*Source records*
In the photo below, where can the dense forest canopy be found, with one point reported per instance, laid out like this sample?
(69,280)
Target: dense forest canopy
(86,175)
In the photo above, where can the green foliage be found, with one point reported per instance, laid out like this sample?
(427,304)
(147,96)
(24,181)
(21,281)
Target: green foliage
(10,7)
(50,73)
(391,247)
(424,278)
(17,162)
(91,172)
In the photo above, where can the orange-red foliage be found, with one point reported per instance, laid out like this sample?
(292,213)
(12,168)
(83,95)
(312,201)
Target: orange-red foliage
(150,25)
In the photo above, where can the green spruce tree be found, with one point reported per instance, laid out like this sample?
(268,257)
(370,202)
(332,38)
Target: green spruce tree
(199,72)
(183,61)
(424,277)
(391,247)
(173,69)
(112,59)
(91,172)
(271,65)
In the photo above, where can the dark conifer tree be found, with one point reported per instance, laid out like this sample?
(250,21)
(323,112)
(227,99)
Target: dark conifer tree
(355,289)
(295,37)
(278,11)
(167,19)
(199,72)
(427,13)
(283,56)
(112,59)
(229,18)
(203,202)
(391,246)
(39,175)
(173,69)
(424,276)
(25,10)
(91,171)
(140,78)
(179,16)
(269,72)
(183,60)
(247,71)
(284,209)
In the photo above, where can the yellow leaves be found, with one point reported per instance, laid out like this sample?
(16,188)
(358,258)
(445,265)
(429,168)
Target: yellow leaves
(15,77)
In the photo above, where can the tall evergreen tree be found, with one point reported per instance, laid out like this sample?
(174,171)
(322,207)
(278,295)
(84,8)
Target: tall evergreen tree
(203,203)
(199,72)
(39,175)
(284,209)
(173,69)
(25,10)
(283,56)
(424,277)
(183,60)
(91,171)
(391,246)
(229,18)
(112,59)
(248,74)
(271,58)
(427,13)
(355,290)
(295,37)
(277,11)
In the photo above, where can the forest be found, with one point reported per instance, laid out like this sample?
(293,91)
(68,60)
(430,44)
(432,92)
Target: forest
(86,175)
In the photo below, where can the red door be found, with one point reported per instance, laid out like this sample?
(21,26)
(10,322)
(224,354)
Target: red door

*Written task*
Edit all of the rows above so that every "Target" becomes "Object", keeping everything else unchanged.

*Solution to this task*
In the photo below, where can the dense forest canopy be found, with one point reported per instance, laid out like this sample?
(69,280)
Object: dense forest canopy
(86,175)
In the photo above, where can the green foliage be found, with one point reported per instance, laid out like this sample?
(427,304)
(147,96)
(24,181)
(21,281)
Object: green foliage
(10,7)
(50,73)
(391,247)
(424,278)
(17,162)
(91,172)
In the photo above, where can the orange-red foliage be found, with one point reported per instance, laid out like this sample?
(292,213)
(12,168)
(83,95)
(312,201)
Object: orange-red foliage
(150,25)
In the photo above, where can the green spruce tree be found, with one point reported per instance, laid out like this sample?
(268,257)
(370,202)
(332,38)
Object: green spruce tree
(199,72)
(183,61)
(424,277)
(391,247)
(173,69)
(112,59)
(91,172)
(271,65)
In the photo above, where can the dark conifer tree be found, with one point reported per instance, laid out like this sample?
(250,21)
(323,112)
(227,99)
Object: dark conifer tree
(355,289)
(295,37)
(278,11)
(167,19)
(199,72)
(427,13)
(283,56)
(112,59)
(229,18)
(203,202)
(391,246)
(39,175)
(173,69)
(424,276)
(25,10)
(91,171)
(140,78)
(179,16)
(269,72)
(183,60)
(247,71)
(284,209)
In the photo above, where can the yellow leaves be found, with one point reported per instance, laid out like this sample?
(16,188)
(358,258)
(445,265)
(429,168)
Object: yellow leaves
(15,77)
In the photo above, where can the tall evergreen tree be found, with one point reported per instance, laid out like this sample?
(174,171)
(322,207)
(278,295)
(84,8)
Object: tall evergreen tree
(203,203)
(199,72)
(39,175)
(284,209)
(173,69)
(25,10)
(283,56)
(424,277)
(183,60)
(91,171)
(391,246)
(229,18)
(112,59)
(248,74)
(271,58)
(427,13)
(355,290)
(295,37)
(277,11)
In the photo above, where can the forest be found, with one point reported per instance, laid out like this sample?
(293,91)
(68,60)
(430,44)
(432,92)
Object: forest
(86,175)
In the photo below, where can the red door be found, with one point reported per instance, laid out like this sample?
(21,26)
(10,322)
(224,354)
Object: red door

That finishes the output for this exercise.